__Task instructions__
Once you find the line with "the water surface" in the listing below, please repeat it and every later line exactly, through the last one, without pictures.

Study material START

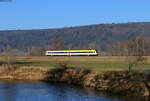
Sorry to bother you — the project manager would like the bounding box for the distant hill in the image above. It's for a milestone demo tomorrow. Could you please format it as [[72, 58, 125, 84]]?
[[0, 22, 150, 52]]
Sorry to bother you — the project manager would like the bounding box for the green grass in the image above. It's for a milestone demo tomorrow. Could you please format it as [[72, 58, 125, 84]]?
[[15, 61, 57, 68], [14, 60, 150, 71], [1, 56, 150, 71]]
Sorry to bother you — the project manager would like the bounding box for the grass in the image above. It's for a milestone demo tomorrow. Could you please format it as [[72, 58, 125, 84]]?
[[0, 56, 150, 71]]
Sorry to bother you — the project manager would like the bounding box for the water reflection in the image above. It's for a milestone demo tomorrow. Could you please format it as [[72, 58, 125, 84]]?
[[0, 82, 16, 101], [0, 81, 148, 101]]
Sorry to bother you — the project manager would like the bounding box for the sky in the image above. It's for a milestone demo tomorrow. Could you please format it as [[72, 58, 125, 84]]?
[[0, 0, 150, 30]]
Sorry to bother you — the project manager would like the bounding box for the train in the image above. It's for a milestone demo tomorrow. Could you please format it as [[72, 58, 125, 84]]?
[[45, 50, 98, 56]]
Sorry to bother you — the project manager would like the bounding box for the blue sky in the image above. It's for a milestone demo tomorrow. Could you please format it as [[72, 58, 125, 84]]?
[[0, 0, 150, 30]]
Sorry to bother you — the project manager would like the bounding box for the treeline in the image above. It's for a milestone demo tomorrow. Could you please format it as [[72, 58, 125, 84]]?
[[32, 35, 150, 56], [1, 22, 150, 52], [0, 35, 150, 56], [108, 36, 150, 56]]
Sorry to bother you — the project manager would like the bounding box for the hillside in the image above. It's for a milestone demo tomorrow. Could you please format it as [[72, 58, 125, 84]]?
[[0, 22, 150, 52]]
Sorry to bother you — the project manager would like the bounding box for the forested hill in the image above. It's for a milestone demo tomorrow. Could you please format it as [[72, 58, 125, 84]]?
[[0, 22, 150, 51]]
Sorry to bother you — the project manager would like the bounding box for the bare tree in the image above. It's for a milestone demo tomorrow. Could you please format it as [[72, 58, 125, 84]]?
[[107, 41, 123, 56], [2, 45, 18, 71], [50, 36, 65, 50], [3, 45, 14, 65], [126, 36, 147, 72], [28, 46, 45, 56], [87, 42, 98, 49], [107, 35, 150, 56], [107, 35, 148, 72]]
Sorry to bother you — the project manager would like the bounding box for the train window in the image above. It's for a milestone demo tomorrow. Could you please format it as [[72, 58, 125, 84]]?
[[48, 51, 96, 54], [71, 51, 95, 53], [48, 52, 67, 54]]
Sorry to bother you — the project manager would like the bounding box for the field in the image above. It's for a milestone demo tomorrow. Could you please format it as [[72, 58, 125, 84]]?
[[0, 56, 150, 71]]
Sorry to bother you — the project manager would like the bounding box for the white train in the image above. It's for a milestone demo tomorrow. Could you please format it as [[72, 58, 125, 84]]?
[[45, 50, 98, 56]]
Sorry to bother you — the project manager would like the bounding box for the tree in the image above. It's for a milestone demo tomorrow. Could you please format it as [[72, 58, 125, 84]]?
[[126, 36, 147, 72], [3, 45, 14, 65], [107, 35, 148, 72], [28, 46, 45, 56], [87, 42, 98, 49], [50, 36, 65, 50], [1, 45, 18, 71], [107, 41, 124, 56]]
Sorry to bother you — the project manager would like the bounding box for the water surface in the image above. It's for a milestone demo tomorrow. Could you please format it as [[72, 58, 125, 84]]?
[[0, 80, 143, 101]]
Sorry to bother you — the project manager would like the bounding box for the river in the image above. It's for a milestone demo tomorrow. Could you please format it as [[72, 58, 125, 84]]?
[[0, 80, 145, 101]]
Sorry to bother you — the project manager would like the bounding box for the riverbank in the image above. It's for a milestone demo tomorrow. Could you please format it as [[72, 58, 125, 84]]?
[[0, 66, 150, 97]]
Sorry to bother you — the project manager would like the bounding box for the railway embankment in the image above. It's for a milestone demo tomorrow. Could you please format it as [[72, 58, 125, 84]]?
[[0, 66, 150, 97]]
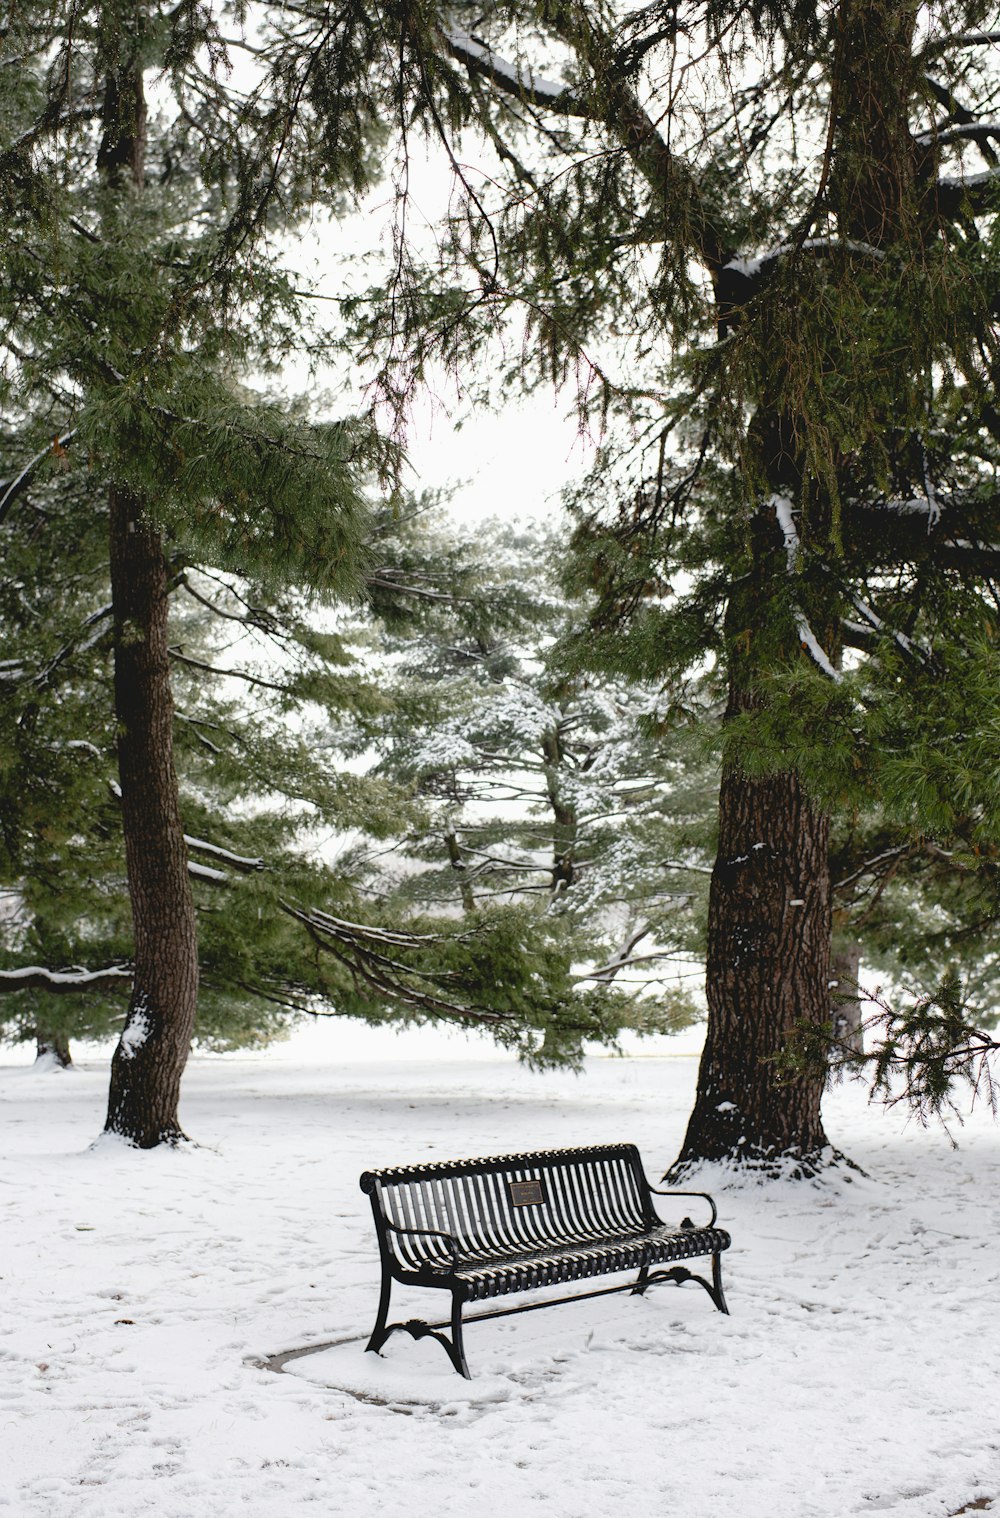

Study material END

__Final answer__
Sorry to bother you — the project manager would like the bounding box for the water surface in the image above. It's for a milestone demo tomorrow. Could you please format it as [[72, 58, 125, 84]]?
[[0, 80, 143, 101]]
Sorry to bother you — the project manager would like the bounding box for the river in the image above. It's for a milestone demo tomorrow. Could you please format it as [[72, 58, 125, 84]]?
[[0, 80, 145, 101]]
Sorry to bother you — the project manager would like the bounding box for the riverbank in the image above. It's for a milestone demo tomorrow. Could you please format it as [[72, 58, 125, 84]]?
[[0, 66, 150, 97]]
Sorry to bother you — the project manager would like the bounding box for the railway embankment in the image above. It's for a milestone demo tomorrow. Could you please format it as [[72, 58, 125, 84]]?
[[0, 66, 150, 97]]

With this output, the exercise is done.